(Input data begins)

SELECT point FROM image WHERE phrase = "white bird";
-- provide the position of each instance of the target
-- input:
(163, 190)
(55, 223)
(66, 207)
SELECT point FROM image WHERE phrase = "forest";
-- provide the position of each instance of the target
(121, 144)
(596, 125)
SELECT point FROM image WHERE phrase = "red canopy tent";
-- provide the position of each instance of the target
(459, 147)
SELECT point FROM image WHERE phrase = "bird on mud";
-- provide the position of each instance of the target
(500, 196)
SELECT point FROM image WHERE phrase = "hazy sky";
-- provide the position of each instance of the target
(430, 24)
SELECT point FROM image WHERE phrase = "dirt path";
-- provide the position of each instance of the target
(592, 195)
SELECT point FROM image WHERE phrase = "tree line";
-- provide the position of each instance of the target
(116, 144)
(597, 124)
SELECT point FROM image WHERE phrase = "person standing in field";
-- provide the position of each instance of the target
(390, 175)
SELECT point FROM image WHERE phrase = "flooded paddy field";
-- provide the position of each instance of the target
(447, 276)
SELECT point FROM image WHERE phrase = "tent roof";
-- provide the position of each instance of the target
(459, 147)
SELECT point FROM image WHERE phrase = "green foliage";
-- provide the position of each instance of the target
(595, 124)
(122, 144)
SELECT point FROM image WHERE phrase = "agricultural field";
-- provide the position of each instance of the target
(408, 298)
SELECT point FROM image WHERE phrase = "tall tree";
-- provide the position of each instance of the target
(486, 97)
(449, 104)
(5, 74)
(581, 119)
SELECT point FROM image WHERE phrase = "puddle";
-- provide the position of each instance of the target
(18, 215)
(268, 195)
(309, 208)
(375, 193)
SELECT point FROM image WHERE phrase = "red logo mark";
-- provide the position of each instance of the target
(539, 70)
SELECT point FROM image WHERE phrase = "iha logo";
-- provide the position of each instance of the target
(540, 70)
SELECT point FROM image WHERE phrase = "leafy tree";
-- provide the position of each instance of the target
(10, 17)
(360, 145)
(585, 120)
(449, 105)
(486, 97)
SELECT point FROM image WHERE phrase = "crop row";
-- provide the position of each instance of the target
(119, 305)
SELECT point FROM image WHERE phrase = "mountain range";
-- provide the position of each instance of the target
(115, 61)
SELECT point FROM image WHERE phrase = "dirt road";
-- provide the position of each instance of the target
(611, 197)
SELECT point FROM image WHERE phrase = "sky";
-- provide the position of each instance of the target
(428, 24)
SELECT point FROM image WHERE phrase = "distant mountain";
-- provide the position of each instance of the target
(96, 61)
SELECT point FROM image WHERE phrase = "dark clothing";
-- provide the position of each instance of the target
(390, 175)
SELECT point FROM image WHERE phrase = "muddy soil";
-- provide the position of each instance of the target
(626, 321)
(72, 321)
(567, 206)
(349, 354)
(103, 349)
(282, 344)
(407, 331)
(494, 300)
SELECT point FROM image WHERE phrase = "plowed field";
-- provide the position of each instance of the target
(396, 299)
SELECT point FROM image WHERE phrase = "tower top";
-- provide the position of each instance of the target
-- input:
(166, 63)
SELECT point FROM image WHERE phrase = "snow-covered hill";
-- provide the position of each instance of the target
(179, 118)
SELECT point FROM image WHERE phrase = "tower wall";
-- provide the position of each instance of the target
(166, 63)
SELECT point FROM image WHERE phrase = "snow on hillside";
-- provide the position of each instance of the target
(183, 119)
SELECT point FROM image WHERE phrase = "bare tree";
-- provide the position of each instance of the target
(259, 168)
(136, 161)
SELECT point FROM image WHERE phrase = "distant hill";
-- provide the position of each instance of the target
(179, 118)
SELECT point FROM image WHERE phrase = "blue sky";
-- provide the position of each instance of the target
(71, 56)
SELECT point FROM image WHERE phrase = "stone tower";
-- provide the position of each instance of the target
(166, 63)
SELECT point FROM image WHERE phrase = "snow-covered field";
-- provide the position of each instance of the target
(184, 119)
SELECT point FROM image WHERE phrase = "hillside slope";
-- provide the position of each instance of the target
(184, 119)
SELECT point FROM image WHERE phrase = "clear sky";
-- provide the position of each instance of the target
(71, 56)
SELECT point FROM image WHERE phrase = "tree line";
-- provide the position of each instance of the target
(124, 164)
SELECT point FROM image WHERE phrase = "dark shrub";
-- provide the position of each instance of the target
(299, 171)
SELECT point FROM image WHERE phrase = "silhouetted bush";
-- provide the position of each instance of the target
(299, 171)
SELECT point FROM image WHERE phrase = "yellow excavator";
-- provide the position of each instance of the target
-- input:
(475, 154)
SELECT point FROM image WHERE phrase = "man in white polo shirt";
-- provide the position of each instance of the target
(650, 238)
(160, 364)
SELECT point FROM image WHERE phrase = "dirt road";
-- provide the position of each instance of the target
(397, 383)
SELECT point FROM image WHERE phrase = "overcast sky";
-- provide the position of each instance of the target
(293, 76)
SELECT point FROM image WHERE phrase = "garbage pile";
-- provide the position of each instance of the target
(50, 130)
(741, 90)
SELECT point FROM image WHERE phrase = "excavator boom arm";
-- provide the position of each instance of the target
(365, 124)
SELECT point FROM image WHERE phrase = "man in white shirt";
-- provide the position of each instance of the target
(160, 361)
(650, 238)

(Input data ends)

Exercise brief:
Give back the data exactly.

Written answer:
SELECT point FROM image WHERE phrase = "white bird";
-- provide the position of each instance of the target
-- input:
(163, 190)
(55, 223)
(66, 207)
SELECT point FROM image WHERE phrase = "forest";
-- provide the position of each instance of the target
(121, 144)
(596, 125)
SELECT point FROM image WHERE phrase = "red canopy tent";
-- provide the position of each instance of the target
(459, 147)
SELECT point FROM image WHERE phrase = "bird on mud";
-- provide the position of each instance of the target
(500, 196)
SELECT point FROM image WHERE phrase = "hazy sky";
-- provide the position of each instance of the target
(430, 24)
SELECT point FROM image WHERE phrase = "dirt path";
-- provide the position of each instance of the target
(592, 195)
SELECT point FROM image WHERE phrase = "tree line";
-- provide the position of each instance of the target
(116, 144)
(597, 124)
SELECT point FROM image WHERE phrase = "person standing in field";
-- provide the position of each instance of the target
(390, 175)
SELECT point FROM image WHERE phrase = "flooded paddy field";
-- provide the position of each instance of the target
(447, 276)
SELECT point FROM image WHERE phrase = "tent roof";
-- provide the position of each instance of the target
(459, 147)
SELECT point FROM image WHERE phrase = "green foliage";
-- provide the position of each instance of the target
(595, 124)
(122, 144)
SELECT point FROM image WHERE phrase = "agricultural field";
-- provide the position of each instance of the target
(408, 298)
SELECT point FROM image WHERE phrase = "tall tree";
-- provide the position of each instance of the target
(486, 97)
(449, 104)
(5, 74)
(581, 119)
SELECT point FROM image WHERE phrase = "puddle";
-- provide the position of each instance of the target
(18, 215)
(268, 195)
(309, 208)
(375, 193)
SELECT point FROM image WHERE phrase = "red logo mark";
-- provide the position of each instance of the target
(539, 70)
SELECT point FROM image WHERE phrase = "iha logo";
-- provide the position of each instance of the target
(540, 70)
SELECT point FROM image WHERE phrase = "leafy tree";
-- provide the position of each instance of the target
(10, 17)
(360, 145)
(585, 120)
(449, 105)
(486, 97)
SELECT point FROM image WHERE phrase = "crop row";
-- provide the position of each instance of the target
(119, 305)
SELECT point FROM image WHERE phrase = "mountain range";
-- provide the position of each instance of the target
(115, 61)
SELECT point FROM image WHERE phrase = "dirt road";
-- provide the position of each instance of the target
(611, 197)
SELECT point FROM image WHERE phrase = "sky";
-- provide the position of each instance of the target
(428, 24)
SELECT point FROM image WHERE phrase = "distant mountain";
-- provide the position of each instance of the target
(96, 61)
SELECT point FROM image WHERE phrase = "dark clothing";
-- provide the position of each instance of the target
(390, 175)
SELECT point FROM image WHERE phrase = "muddy soil";
-- provide the position of each instance of the target
(626, 321)
(72, 321)
(567, 206)
(349, 354)
(103, 349)
(282, 344)
(407, 331)
(494, 300)
SELECT point FROM image WHERE phrase = "plowed field";
-- provide the position of each instance of the target
(396, 299)
SELECT point FROM image WHERE phrase = "tower top";
-- provide the position of each instance of the target
-- input:
(166, 63)
SELECT point FROM image WHERE phrase = "snow-covered hill";
-- provide the position of each instance of the target
(179, 118)
SELECT point FROM image WHERE phrase = "tower wall";
-- provide the position of each instance of the target
(166, 63)
SELECT point FROM image WHERE phrase = "snow on hillside";
-- provide the position of each instance of the target
(183, 119)
SELECT point FROM image WHERE phrase = "bare tree";
-- provide the position of each instance of the target
(259, 168)
(136, 161)
SELECT point FROM image WHERE phrase = "distant hill";
-- provide the position of each instance of the target
(179, 118)
SELECT point FROM image WHERE phrase = "blue sky";
-- provide the position of each instance of the target
(71, 56)
SELECT point FROM image WHERE phrase = "stone tower";
-- provide the position of each instance of the target
(166, 63)
SELECT point FROM image WHERE phrase = "snow-covered field";
-- provide the position of each instance of the target
(184, 119)
SELECT point FROM image WHERE phrase = "hillside slope";
-- provide the position of each instance of the target
(184, 119)
SELECT point FROM image WHERE phrase = "clear sky";
-- provide the position of each instance of the target
(71, 56)
SELECT point FROM image WHERE phrase = "tree line";
-- provide the position of each instance of the target
(124, 164)
SELECT point FROM image WHERE phrase = "dark shrub";
-- provide the position of each instance of the target
(299, 171)
SELECT point FROM image WHERE phrase = "silhouetted bush";
-- provide the position of each instance of the target
(299, 171)
SELECT point FROM image WHERE phrase = "yellow excavator";
-- provide the position of each instance of the target
-- input:
(475, 154)
SELECT point FROM image WHERE phrase = "man in white polo shirt";
-- provide the position of each instance of the target
(650, 238)
(160, 364)
SELECT point FROM image WHERE phrase = "dirt road";
-- provide the position of each instance of the target
(397, 383)
SELECT point FROM image WHERE phrase = "overcast sky";
-- provide the position of each instance of the target
(293, 76)
SELECT point FROM image WHERE phrase = "garbage pile";
-- provide the position of each instance of the target
(50, 130)
(741, 90)
SELECT point FROM image WHERE phrase = "excavator boom arm";
-- provide the position of each instance of the target
(365, 124)
SELECT point FROM image WHERE phrase = "man in white shirt";
-- provide the position of each instance of the target
(160, 361)
(650, 238)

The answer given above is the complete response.